# SELECTION:
=======

# Gyms with strongman equipment?



## Ellis (Mar 18, 2006)

Anyone know of any gyms in the south or midlands that has a good range of strongman equipment?


----------



## big pete (Mar 23, 2004)

there is a chap known as 'table tennis' , his name is lawrence, he's based in stroud, so its just nothr of bath


----------



## Ellis (Mar 18, 2006)

O prosume he has a gym or strongman eqiupment?


----------



## big pete (Mar 23, 2004)

both i think, i was gonna mail him over on MT, hes doin the qualifier for BSM i believe, so hes gotta train for those sorta weights


----------



## Ellis (Mar 18, 2006)

When you speak to him then can you let me know. How far are you from there?


----------



## big pete (Mar 23, 2004)

stroud is about 1hr or so, im not sure on the actual time. its only just south of gloucester, so cant be too bad


----------



## Ellis (Mar 18, 2006)

Found it on foute finder, not that far, bout 1hr 20 from me.


----------



## big pete (Mar 23, 2004)

=======

# INFORMATION SUPPLIED:

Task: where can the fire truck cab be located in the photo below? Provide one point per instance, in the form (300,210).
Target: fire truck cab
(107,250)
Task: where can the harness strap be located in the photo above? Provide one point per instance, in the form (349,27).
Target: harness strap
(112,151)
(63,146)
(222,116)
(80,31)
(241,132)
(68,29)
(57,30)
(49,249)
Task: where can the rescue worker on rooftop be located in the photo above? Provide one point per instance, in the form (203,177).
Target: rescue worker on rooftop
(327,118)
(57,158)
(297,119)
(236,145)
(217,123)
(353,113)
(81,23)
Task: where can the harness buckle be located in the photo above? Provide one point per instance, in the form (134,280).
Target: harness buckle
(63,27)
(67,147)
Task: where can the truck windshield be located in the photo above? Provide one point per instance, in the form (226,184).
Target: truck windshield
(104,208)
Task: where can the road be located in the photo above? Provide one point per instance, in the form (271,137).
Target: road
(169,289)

=======

Write what comes next in the forum thread about gyms with strongman equipment, starting right after its last line.

thats not too bad. rute finder is always a little slow cos they count 'A' roads as being an average of 50mph

what about milton keynes?


----------



## Ellis (Mar 18, 2006)

just checked milton keynes 1hr 22 mins


----------



## big pete (Mar 23, 2004)

not bad, il see what Iain says.

hes a big ol boy, was upto about 21st a month or so ago!!!!!!!


----------



## Ellis (Mar 18, 2006)

bring it on. This little man will show you big boys how to flip, lift and drag, lol.


----------



## big pete (Mar 23, 2004)

stop talking about what your gonna do with your missus and get to the gym!!!!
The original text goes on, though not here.